►

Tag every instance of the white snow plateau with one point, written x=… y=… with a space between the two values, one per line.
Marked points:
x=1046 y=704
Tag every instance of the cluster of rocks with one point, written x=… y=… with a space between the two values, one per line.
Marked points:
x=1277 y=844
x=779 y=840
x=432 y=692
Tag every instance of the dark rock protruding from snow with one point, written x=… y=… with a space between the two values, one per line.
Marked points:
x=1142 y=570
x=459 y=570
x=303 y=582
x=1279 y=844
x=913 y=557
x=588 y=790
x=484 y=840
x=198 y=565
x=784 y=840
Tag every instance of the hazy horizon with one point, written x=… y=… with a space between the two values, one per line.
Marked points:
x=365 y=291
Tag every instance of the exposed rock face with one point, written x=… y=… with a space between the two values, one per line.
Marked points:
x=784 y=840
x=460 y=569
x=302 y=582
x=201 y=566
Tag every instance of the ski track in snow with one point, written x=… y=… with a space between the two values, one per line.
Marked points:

◄

» **Exercise directions**
Can you recast every line above as a JSON list of strings, one string per line, with blank lines left out?

» **The response**
[
  "Tag every instance of the white snow plateau with one point, written x=… y=… with a space between the two values, one per line.",
  "Marked points:",
  "x=1046 y=704",
  "Tag every instance of the cluster of rocks with one point, written x=… y=… with a space between the two values, one per line.",
  "Marked points:",
  "x=1277 y=844",
  "x=779 y=840",
  "x=432 y=692",
  "Tag every instance of the dark rock protruding from snow with one point, written x=… y=… with a space between the two values, one per line.",
  "Marked points:",
  "x=1142 y=570",
  "x=459 y=570",
  "x=303 y=582",
  "x=1279 y=844",
  "x=913 y=557",
  "x=588 y=790",
  "x=484 y=840",
  "x=198 y=565",
  "x=784 y=840",
  "Tag every instance of the hazy horizon with one point, written x=… y=… with a space between the two values, one per line.",
  "Marked points:",
  "x=365 y=291",
  "Tag every instance of the exposed rock face with one point, written x=… y=… with a space between the two values, one per line.",
  "Marked points:",
  "x=784 y=840",
  "x=460 y=569",
  "x=302 y=582",
  "x=201 y=566",
  "Tag every instance of the ski track in snow with one point, written x=… y=… with a space between the two values, one per line.",
  "Marked points:"
]